→ EXERCISE 1: In the page below on synthetic health record data, which performance measure of the ML models declined under mass casualty conditions?
→ EXERCISE 2: In the page below on synthetic health record data, reproduce the passage from "2026-05-11Machine Learning" up to and including "events is scarce.", switching "fake" to "artificial".
→ EXERCISE 3: List every author named on the page below about synthetic health record data.
═════ PASSAGE SHOWN
Generating synthetic electronic health record data using agent-based models to evaluate machine learning robustness under mass casualty incidents

2026-05-11Machine Learning

Machine Learning
AI summary

The authors developed a computer simulation to create fake hospital data reflecting unusual situations like disasters with many injured people. They used this fake data to test how well machine learning models, which predict patient treatment times, work when hospitals experience sudden changes. They found that these models often miss patients with longer hospital stays during these times. Their work shows that using simulations can help check if medical AI tools stay reliable during emergencies, even when real data from such events is scarce.

machine learningelectronic health recordsagent-based modelingemergency departmentmass casualty incidentsynthetic datamodel robustnesslength of stay predictionclinical workflowhealthcare systems
Authors
Roben Delos Reyes, Daniel Capurro, Nicholas Geard
Abstract
ML models in healthcare are typically evaluated using curated real-world EHR data. A key limitation of such evaluations is that they may fail to assess the robustness of ML models to changes in the data at deployment, which is a common issue because EHR data used for ML model development cannot capture all such changes. Mass casualty incidents (MCIs) caused by disasters are critical instances where this will be an issue, as they induce rare, uncertain, and novel changes to routine system conditions. Because real-world EHR data from MCIs are often limited or unavailable, assessing ML robustness under such conditions before deployment remains challenging. Here, we propose an agent-based modelling approach for generating synthetic EHR data to evaluate the robustness of ML models under MCI scenarios. We use real-world EHR data to develop and calibrate an agent-based model (ABM) of an emergency department (ED) that explicitly models patient arrivals, resource capacity, and clinical workflow. By changing these system conditions to reflect plausible MCI scenarios, the ED model generates synthetic versions of the real-world EHR data that exhibit shifts in system behaviour. Using these synthetic data, we test ML models for predicting length of stay. We observed consistent declines in recall under MCI conditions relative to baseline system conditions, resulting in an increase in the number of patients with prolonged length of stay that were missed by the ML models. These results highlight the impact of changes in system conditions on patient outcomes, EHR data, and ML model performance. Our work establishes ABM-based synthetic EHR data generation as a proactive and systematic approach for evaluating the robustness of ML models under MCI or other system conditions not captured in real-world EHR data, supporting the safer and more effective deployment of ML models in healthcare systems.
══════════
═════ EXERCISE DATA
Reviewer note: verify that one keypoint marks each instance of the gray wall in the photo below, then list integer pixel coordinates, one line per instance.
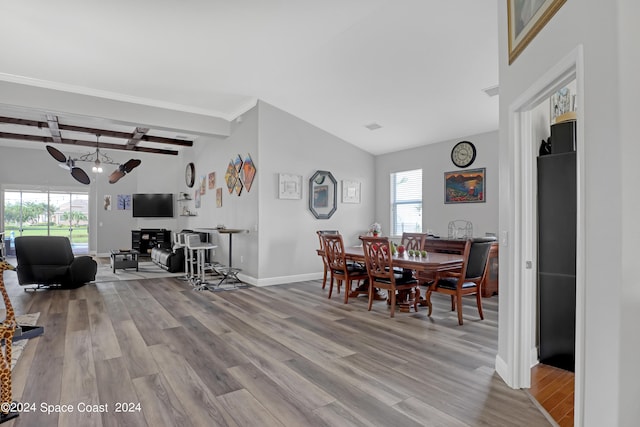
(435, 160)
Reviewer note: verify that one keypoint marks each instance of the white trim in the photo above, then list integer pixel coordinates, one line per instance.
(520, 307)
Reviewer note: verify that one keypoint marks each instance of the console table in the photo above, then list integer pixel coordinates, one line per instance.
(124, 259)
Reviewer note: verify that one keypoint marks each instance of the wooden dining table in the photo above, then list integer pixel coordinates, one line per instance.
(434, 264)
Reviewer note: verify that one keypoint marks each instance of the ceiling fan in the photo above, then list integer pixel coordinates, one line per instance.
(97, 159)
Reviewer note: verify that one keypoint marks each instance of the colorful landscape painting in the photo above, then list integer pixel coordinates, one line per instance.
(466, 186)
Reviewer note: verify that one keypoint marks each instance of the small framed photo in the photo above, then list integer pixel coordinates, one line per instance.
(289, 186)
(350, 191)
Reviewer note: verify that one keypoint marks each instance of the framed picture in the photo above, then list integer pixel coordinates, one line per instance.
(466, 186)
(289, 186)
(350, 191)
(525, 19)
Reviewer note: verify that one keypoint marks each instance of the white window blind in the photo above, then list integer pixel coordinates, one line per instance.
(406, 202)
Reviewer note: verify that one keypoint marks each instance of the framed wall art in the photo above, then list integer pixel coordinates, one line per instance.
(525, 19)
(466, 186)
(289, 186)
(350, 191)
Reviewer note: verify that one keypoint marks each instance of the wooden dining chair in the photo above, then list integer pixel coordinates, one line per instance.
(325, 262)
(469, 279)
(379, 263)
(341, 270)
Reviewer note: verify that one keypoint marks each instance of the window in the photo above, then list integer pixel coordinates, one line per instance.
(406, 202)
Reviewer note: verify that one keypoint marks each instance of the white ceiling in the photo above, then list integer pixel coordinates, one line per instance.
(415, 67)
══════════
═════ EXERCISE DATA
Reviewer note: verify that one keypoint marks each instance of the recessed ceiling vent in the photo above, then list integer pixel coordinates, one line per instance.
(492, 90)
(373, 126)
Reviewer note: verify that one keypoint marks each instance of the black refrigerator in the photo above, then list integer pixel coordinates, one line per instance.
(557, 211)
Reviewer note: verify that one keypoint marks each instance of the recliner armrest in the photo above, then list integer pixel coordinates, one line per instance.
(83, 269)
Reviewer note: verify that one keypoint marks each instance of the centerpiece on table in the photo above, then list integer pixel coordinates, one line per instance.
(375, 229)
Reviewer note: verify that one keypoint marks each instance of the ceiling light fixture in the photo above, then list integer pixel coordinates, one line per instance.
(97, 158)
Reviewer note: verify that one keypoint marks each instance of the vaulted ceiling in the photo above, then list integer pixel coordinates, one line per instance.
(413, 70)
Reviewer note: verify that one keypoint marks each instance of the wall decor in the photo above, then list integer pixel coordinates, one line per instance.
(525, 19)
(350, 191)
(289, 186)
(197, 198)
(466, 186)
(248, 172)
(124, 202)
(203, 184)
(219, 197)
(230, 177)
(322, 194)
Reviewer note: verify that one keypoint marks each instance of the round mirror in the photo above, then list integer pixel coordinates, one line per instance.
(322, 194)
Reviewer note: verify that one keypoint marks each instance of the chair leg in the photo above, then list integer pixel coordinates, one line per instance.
══════════
═════ EXERCISE DATA
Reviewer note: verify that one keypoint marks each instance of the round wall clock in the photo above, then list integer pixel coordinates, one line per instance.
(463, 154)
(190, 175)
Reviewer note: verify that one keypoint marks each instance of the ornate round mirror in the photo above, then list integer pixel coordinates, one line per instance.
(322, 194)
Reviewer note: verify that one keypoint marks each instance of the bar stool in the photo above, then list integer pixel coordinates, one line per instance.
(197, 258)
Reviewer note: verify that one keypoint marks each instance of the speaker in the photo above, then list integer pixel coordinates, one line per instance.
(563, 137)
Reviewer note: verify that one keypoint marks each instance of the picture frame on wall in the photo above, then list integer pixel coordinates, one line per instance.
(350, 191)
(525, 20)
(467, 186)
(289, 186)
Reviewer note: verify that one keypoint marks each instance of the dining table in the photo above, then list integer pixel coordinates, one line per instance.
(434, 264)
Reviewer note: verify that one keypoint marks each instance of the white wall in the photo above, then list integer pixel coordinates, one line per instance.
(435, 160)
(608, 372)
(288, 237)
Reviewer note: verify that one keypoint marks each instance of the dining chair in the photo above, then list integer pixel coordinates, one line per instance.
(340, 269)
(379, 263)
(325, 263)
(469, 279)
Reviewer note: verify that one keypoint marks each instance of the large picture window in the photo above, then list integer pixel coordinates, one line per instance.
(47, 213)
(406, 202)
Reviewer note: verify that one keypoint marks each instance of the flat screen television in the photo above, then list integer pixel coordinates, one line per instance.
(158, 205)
══════════
→ YOUR RESPONSE 1: Recall

→ YOUR RESPONSE 2:
2026-05-11Machine Learning

Machine Learning
AI summary

The authors developed a computer simulation to create artificial hospital data reflecting unusual situations like disasters with many injured people. They used this artificial data to test how well machine learning models, which predict patient treatment times, work when hospitals experience sudden changes. They found that these models often miss patients with longer hospital stays during these times. Their work shows that using simulations can help check if medical AI tools stay reliable during emergencies, even when real data from such events is scarce.

→ YOUR RESPONSE 3: Roben Delos Reyes, Daniel Capurro, Nicholas Geard